### Your instructions
Transcribe the records in full, keeping every word exactly as given.

### Collection entries
*** Block opens ***

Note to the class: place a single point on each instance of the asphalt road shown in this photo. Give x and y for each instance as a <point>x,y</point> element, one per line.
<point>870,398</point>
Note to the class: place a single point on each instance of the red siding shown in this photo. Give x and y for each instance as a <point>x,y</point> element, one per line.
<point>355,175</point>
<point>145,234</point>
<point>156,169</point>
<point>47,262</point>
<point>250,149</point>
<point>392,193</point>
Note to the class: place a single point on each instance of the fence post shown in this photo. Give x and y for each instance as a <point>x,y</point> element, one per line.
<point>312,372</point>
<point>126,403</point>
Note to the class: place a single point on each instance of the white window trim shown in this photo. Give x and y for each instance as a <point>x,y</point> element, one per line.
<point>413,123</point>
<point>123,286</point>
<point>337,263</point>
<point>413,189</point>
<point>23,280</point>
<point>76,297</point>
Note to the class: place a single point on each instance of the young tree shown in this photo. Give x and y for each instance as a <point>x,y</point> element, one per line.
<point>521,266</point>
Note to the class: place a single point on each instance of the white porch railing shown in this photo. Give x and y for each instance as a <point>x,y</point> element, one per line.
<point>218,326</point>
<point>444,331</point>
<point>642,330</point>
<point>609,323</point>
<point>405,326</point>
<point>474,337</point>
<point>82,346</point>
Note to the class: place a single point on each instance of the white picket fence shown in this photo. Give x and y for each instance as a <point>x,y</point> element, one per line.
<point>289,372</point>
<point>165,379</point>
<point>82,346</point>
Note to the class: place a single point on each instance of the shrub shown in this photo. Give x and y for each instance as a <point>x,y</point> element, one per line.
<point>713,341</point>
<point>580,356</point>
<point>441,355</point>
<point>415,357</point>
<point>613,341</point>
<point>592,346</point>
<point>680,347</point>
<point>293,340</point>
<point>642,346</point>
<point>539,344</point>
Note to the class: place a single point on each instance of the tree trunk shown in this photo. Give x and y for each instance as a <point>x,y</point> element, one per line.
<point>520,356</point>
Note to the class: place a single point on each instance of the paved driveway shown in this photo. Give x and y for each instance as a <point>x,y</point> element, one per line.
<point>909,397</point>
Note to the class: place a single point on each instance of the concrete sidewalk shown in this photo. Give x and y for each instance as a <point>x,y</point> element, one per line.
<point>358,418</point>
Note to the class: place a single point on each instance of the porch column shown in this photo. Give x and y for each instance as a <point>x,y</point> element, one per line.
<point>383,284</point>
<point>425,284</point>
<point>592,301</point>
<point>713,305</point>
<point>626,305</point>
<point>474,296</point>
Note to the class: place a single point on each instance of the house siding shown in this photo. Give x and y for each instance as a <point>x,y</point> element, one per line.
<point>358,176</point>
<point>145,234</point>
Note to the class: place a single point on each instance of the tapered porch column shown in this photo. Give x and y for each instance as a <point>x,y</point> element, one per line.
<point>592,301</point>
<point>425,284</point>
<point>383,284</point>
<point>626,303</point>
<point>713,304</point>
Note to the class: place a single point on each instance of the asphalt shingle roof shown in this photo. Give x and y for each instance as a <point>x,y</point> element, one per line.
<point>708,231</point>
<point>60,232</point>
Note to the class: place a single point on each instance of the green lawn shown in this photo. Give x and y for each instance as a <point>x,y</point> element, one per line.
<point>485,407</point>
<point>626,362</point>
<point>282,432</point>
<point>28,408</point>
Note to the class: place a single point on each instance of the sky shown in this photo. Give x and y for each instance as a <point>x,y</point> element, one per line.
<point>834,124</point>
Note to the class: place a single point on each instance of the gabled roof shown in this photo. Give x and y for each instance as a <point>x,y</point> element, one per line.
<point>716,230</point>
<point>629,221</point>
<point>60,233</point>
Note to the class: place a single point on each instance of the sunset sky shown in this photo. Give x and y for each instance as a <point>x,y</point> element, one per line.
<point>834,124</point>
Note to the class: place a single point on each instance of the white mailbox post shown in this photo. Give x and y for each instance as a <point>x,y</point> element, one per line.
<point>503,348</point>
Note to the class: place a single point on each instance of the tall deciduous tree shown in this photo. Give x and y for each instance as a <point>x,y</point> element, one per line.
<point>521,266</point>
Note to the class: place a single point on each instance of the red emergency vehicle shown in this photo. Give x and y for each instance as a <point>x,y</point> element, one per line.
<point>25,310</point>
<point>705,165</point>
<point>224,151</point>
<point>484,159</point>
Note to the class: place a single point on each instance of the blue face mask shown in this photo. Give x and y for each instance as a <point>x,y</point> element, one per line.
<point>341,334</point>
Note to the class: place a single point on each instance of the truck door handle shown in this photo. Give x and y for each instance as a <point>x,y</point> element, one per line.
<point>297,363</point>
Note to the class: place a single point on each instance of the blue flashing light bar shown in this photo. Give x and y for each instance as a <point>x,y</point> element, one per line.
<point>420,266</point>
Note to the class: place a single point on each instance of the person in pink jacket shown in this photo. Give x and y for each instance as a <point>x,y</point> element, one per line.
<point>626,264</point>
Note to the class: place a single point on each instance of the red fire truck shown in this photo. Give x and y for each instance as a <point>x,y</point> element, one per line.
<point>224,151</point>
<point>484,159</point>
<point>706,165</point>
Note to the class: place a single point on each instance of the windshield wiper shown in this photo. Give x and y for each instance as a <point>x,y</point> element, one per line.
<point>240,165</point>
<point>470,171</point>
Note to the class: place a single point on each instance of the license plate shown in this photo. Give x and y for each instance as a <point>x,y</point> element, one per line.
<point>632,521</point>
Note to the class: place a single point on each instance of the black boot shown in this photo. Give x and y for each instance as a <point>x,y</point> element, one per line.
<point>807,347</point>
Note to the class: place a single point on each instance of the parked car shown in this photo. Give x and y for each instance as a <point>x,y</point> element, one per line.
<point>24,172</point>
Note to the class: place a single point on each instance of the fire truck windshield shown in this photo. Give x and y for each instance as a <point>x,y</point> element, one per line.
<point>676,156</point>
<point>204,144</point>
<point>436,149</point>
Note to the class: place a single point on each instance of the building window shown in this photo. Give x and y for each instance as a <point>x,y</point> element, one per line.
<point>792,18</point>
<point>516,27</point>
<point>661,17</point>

*** Block closes ***

### Task solution
Note to the class: place a single point on each instance of the asphalt road shown in this photo. Give x and y for each instance as a <point>x,y</point> element, one per line.
<point>870,398</point>
Note to the class: place a single point on each instance of the red siding shown in this photo. Give x and y for each instance as a <point>x,y</point> element, one per line.
<point>355,175</point>
<point>145,234</point>
<point>156,169</point>
<point>47,262</point>
<point>250,149</point>
<point>392,193</point>
Note to the class: place a single point on each instance of the fence post shown in this photo. Give x and y for each instance as a <point>x,y</point> element, one per line.
<point>312,372</point>
<point>126,403</point>
Note to the class: place a single point on each instance of the white window trim shown in this photo. Give x and y for each instance as a <point>x,y</point> element, one per line.
<point>413,123</point>
<point>123,286</point>
<point>337,263</point>
<point>413,189</point>
<point>23,280</point>
<point>76,297</point>
Note to the class: place a single point on each instance of the young tree shown in this photo. Give x and y for each instance as a <point>x,y</point> element, one per line.
<point>521,266</point>
Note to the class: place a single point on each instance of the white porch railing shown in this photo. Give x and y for each instance as a <point>x,y</point> element, one per line.
<point>218,326</point>
<point>444,331</point>
<point>642,330</point>
<point>609,323</point>
<point>405,326</point>
<point>474,337</point>
<point>82,346</point>
Note to the class: place a single point on each instance of the white picket fence shown in this photo. Give x and y for each instance as a <point>x,y</point> element, one per line.
<point>289,372</point>
<point>165,379</point>
<point>82,346</point>
Note to the class: place a single point on each instance of the shrub shown in this photo. Give x and y for each instance as a <point>x,y</point> element, one per line.
<point>713,341</point>
<point>580,356</point>
<point>441,355</point>
<point>415,357</point>
<point>613,341</point>
<point>592,346</point>
<point>680,347</point>
<point>293,340</point>
<point>642,346</point>
<point>539,344</point>
Note to the class: place a single point on each instance of the tree trunk shown in this photo. Give x and y for each instance as a <point>x,y</point> element, one per line.
<point>520,356</point>
Note to the class: place a single point on each instance of the paved driveway shown in this photo. Give x and y for each instance as a <point>x,y</point> element, one per line.
<point>909,397</point>
Note to the class: place a single point on each instance of the concrete sidewalk shown in this photo. Give x and y for each instance as a <point>x,y</point> element, one per line.
<point>358,418</point>
Note to the class: place a single point on each instance of the porch column shown in this photo. Give x and y for each instance as a <point>x,y</point> element, one per line.
<point>383,284</point>
<point>425,284</point>
<point>592,301</point>
<point>713,305</point>
<point>626,305</point>
<point>474,296</point>
Note to the class: place a single point on each instance of the house siding shown in this photo. Give x and y for each instance as a <point>x,y</point> element, one per line.
<point>358,176</point>
<point>145,234</point>
Note to the class: place a single point on each instance of the tapered porch column shown in this photo. Give x and y for each instance as a <point>x,y</point> element, one per line.
<point>592,301</point>
<point>425,284</point>
<point>383,284</point>
<point>626,303</point>
<point>713,304</point>
Note to the class: place a single point on each instance of the asphalt shingle roof shown in this photo. Give x and y for each instance as a <point>x,y</point> element, one per line.
<point>708,231</point>
<point>60,232</point>
Note to the class: place a single point on each instance of the green lawn shown in this photo. Give x and y for each instance as a <point>x,y</point> element, one per line.
<point>485,407</point>
<point>626,362</point>
<point>282,432</point>
<point>28,408</point>
Note to the class: place a single point on each instance of the sky shown in this photo. Give x and y for each instance as a <point>x,y</point> element, one per line.
<point>834,124</point>
Note to the class: place a single point on each instance of the gabled roof shown in this photo. Give x and y for each instance as a <point>x,y</point> element, one per line.
<point>716,230</point>
<point>629,221</point>
<point>60,233</point>
Note to the class: place a single point on each instance of the sunset sky shown in this photo. Give x and y for each instance as a <point>x,y</point> element, one per line.
<point>834,124</point>
Note to the class: place a single point on each instance of the white mailbox post shown in this photo. Give x and y for each instance as a <point>x,y</point> element, one per line.
<point>503,348</point>
Note to the class: place a single point on each instance of the tall deciduous tree shown in this photo. Give x and y for each instance as a <point>x,y</point> element, one per line.
<point>521,266</point>
Note to the class: place a single point on each instance of the red emergency vehicle shown in this photo. Give x and y for each instance as a <point>x,y</point> element, one per line.
<point>25,310</point>
<point>705,165</point>
<point>224,151</point>
<point>484,159</point>
Note to the class: place a single point on each instance of the blue face mask shown in this photo. Give x and y for each instance as a <point>x,y</point> element, one per line.
<point>341,334</point>
Note to the class: place a single point on each instance of the truck door handle shown in this photo. Give x and y for each instance as a <point>x,y</point> element, one per line.
<point>297,363</point>
Note to the class: place a single point on each instance of the blue flashing light bar shown in this photo. Give x and y for each instance as a <point>x,y</point> element, one per line.
<point>420,266</point>
Note to the class: place a single point on each instance of the person in pink jacket shown in this photo. Give x and y for each instance as a <point>x,y</point> element, one per line.
<point>626,264</point>
Note to the class: place a single point on each instance of the red fire truck shown in this photo. Give x and y for each instance as a <point>x,y</point> element, one per line.
<point>224,151</point>
<point>484,159</point>
<point>706,165</point>
Note to the class: place a single point on each instance of the windshield wiper shown in this photo. Give x and y for each instance as a <point>x,y</point> element, one per line.
<point>240,165</point>
<point>470,171</point>
Note to the class: place a single point on each instance of the license plate shown in this photo. Give x and y for each instance as a <point>x,y</point> element, one per line.
<point>632,521</point>
Note to the class: place a single point on each instance of the black boot shown in this photo. Give x and y for each instance as a <point>x,y</point> element, one per line.
<point>807,347</point>
Note to the class: place a single point on each instance of the parked car shown in this photo. Give x and y for each instance as a <point>x,y</point> element, one per line.
<point>24,172</point>
Note to the class: place a single point on each instance of the fire truck windshield shown in this photo. Give x and y for each instance as a <point>x,y</point> element, one per line.
<point>676,156</point>
<point>204,144</point>
<point>436,149</point>
Note to the class: place a single point on each instance of the building window shown in this photo. Give x and y for each instance as a <point>x,y</point> element, one per line.
<point>792,18</point>
<point>516,27</point>
<point>661,17</point>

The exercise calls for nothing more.